(EXERCISE MATERIAL begins)

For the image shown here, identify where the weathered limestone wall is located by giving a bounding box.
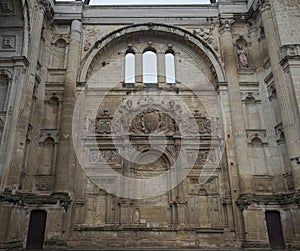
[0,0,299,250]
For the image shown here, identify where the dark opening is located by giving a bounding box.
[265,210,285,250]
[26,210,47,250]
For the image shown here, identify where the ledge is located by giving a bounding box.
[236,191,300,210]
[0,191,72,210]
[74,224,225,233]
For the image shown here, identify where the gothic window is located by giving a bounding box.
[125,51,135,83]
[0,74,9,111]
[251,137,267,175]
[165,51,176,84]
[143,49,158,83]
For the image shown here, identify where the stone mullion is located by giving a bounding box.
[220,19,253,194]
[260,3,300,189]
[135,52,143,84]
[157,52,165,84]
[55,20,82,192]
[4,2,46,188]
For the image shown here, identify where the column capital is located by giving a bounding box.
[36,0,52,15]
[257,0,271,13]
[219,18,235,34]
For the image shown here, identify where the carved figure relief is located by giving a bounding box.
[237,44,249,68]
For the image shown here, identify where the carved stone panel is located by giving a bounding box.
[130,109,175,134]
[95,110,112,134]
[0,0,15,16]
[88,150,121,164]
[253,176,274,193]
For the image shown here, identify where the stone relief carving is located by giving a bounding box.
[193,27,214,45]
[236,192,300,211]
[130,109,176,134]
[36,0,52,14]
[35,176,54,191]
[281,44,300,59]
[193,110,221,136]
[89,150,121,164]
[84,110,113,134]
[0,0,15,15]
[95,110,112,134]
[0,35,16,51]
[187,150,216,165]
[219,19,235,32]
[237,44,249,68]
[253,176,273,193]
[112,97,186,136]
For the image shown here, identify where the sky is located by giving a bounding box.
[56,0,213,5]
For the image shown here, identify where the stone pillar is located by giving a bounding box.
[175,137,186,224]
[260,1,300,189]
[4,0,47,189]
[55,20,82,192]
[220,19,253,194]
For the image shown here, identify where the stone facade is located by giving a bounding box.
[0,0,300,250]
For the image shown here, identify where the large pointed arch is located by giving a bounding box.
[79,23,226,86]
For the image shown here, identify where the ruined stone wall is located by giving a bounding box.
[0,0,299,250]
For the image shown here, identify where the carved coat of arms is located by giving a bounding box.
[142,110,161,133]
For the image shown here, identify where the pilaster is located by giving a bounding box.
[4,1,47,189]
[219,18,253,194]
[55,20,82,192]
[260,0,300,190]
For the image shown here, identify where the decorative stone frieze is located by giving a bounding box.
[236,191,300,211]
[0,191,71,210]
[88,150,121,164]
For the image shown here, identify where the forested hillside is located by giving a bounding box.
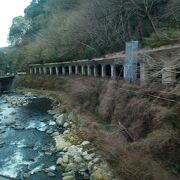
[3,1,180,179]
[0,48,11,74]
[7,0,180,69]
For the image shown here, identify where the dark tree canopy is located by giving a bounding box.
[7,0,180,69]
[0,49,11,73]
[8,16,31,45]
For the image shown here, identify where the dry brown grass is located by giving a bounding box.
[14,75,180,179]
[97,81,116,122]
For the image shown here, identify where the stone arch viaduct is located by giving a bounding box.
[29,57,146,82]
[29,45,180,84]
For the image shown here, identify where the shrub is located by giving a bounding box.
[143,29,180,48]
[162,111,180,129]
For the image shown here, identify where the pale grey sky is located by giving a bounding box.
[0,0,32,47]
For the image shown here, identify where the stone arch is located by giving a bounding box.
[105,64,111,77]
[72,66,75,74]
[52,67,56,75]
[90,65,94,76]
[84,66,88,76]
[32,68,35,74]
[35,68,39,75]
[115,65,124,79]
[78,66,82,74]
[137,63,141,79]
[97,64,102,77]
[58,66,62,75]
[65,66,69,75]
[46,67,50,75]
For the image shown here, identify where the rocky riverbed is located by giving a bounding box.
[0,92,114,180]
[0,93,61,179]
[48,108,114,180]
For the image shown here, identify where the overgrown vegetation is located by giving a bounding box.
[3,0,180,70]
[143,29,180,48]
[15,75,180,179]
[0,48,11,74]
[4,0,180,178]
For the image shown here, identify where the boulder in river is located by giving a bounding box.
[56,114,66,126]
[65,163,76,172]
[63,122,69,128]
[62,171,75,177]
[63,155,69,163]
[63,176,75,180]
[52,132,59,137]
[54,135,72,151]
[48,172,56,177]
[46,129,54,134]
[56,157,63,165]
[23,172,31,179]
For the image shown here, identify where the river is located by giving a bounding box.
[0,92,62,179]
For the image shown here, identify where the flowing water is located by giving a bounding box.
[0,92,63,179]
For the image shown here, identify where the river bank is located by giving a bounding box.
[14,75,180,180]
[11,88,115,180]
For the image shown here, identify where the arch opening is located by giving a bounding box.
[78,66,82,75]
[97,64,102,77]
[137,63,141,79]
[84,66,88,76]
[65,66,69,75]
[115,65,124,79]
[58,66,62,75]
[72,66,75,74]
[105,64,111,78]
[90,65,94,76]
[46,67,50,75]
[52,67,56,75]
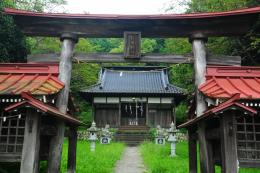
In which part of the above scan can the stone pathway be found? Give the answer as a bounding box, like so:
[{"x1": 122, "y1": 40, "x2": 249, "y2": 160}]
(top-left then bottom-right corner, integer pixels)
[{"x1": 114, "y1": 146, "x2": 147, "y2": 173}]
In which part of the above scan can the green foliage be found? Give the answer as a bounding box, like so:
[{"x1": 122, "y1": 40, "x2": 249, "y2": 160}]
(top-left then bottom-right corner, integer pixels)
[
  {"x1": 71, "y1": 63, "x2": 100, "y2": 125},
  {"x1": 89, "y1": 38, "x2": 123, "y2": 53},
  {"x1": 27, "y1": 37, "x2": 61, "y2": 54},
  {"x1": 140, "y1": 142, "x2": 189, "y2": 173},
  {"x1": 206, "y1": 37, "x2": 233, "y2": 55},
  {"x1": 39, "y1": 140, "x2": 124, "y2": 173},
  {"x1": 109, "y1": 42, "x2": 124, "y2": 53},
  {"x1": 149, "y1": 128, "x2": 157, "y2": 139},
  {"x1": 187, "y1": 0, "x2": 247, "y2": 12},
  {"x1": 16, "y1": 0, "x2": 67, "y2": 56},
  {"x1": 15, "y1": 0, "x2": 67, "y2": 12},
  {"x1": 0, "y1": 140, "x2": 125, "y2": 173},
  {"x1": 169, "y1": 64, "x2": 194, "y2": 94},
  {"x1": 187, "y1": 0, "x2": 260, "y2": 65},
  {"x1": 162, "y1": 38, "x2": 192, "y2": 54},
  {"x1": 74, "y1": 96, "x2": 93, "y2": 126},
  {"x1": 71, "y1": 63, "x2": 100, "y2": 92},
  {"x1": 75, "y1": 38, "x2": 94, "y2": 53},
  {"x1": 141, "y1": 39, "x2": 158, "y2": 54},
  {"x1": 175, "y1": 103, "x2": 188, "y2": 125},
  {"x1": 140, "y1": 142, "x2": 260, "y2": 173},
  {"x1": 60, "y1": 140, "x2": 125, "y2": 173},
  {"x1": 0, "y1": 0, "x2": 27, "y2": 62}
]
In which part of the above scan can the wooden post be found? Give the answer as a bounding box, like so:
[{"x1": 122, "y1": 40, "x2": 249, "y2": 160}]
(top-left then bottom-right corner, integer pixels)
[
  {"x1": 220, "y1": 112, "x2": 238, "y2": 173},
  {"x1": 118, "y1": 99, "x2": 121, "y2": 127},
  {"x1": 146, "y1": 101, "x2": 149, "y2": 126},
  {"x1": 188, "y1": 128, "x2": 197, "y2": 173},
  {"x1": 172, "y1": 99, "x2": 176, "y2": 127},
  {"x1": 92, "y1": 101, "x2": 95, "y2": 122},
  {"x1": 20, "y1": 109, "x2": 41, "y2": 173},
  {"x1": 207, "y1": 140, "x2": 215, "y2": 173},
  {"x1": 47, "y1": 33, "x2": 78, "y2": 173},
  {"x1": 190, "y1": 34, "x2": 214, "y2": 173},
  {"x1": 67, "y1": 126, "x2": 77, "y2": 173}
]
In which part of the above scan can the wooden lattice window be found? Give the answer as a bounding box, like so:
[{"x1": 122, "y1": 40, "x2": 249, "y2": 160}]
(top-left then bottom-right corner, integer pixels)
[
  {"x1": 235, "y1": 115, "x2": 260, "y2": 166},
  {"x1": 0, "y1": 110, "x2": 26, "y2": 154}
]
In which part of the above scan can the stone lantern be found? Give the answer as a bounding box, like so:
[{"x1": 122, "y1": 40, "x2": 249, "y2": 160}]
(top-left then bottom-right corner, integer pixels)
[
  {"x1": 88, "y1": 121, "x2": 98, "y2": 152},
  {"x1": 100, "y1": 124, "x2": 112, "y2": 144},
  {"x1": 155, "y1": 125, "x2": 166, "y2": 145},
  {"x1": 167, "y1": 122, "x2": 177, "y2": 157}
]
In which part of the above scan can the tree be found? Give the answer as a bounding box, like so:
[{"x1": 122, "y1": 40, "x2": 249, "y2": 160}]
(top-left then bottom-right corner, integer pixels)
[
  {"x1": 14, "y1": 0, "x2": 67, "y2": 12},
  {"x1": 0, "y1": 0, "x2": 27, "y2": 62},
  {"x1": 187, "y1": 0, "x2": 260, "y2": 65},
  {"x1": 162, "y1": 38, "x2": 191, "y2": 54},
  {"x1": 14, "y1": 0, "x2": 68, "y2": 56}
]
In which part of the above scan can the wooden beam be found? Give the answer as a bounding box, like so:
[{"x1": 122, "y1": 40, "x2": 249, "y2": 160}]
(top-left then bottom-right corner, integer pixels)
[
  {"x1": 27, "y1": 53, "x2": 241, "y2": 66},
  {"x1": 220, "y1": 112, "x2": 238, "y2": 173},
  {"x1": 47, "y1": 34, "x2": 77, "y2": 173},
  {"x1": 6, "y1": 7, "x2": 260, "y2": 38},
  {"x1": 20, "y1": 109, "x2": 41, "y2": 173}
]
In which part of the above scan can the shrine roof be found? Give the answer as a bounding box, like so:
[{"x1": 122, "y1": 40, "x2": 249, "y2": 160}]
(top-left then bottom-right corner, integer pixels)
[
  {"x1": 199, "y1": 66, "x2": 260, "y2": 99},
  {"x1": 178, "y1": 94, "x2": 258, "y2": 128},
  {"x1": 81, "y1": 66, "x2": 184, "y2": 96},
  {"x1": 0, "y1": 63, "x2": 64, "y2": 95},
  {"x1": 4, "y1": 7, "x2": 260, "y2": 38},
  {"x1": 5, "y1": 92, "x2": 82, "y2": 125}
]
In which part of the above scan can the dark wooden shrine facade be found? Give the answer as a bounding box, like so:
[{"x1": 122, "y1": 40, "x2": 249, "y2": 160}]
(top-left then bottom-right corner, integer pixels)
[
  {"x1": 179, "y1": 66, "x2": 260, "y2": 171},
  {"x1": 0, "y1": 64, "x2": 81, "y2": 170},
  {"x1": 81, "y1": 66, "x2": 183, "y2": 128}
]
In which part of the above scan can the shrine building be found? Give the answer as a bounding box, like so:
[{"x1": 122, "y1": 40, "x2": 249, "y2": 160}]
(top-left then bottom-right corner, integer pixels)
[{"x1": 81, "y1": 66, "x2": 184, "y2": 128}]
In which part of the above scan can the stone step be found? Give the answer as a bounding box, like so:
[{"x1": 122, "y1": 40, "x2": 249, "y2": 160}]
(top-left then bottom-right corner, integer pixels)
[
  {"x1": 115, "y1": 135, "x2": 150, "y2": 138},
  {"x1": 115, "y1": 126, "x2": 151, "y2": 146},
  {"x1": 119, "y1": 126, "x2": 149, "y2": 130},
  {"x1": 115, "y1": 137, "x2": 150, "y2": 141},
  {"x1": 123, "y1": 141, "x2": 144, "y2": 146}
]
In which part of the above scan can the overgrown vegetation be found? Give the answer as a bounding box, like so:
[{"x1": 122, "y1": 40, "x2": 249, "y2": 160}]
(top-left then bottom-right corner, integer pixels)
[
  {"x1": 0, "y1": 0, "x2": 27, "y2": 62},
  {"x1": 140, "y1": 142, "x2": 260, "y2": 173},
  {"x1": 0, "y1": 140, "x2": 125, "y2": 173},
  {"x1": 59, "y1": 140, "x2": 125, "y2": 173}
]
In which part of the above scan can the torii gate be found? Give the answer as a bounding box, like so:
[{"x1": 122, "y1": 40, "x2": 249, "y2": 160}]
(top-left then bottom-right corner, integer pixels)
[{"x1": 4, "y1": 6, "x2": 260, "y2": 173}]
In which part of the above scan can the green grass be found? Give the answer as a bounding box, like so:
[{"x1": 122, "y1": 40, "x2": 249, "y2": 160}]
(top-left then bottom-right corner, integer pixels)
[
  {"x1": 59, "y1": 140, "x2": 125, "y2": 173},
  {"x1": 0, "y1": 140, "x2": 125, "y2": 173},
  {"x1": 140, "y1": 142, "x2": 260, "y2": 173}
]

(EXERCISE MATERIAL ends)

- **WHAT TO DO**:
Count the lines of the listing above that contain the word "wooden", and give only the total.

- **RESPONSE TO THE EXERCISE**:
4